▸ REQUIREMENTS
Pull out each line of the records below that contains the string "trunk". Case counts, so uppercase and lowercase letters do not match each other.
[begin TASK DATA]
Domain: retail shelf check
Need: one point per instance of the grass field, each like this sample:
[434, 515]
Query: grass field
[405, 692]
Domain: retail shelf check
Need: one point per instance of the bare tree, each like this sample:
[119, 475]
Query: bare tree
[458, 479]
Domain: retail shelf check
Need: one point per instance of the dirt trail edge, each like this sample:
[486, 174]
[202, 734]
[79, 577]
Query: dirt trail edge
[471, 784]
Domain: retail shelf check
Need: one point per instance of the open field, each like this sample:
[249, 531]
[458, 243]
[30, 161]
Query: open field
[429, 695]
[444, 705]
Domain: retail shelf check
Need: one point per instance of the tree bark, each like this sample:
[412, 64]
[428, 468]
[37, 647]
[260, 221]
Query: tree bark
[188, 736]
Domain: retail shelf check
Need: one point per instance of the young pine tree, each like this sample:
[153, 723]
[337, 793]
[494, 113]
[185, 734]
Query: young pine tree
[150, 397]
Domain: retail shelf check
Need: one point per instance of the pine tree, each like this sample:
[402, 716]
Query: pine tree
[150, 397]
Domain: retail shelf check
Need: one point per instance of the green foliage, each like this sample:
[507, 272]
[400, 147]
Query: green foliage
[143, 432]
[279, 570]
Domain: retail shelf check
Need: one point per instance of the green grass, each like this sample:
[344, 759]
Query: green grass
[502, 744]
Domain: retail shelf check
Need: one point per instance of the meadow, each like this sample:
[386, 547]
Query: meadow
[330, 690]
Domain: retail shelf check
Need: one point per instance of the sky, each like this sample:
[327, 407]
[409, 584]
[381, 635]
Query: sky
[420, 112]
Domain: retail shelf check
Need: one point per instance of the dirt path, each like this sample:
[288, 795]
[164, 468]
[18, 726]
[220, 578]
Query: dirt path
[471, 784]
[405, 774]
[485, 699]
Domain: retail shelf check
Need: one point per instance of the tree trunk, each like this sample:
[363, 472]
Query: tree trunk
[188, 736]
[end TASK DATA]
▸ TASK OUTPUT
Need: one point per instance of the tree trunk, each like this sample:
Query: tree trunk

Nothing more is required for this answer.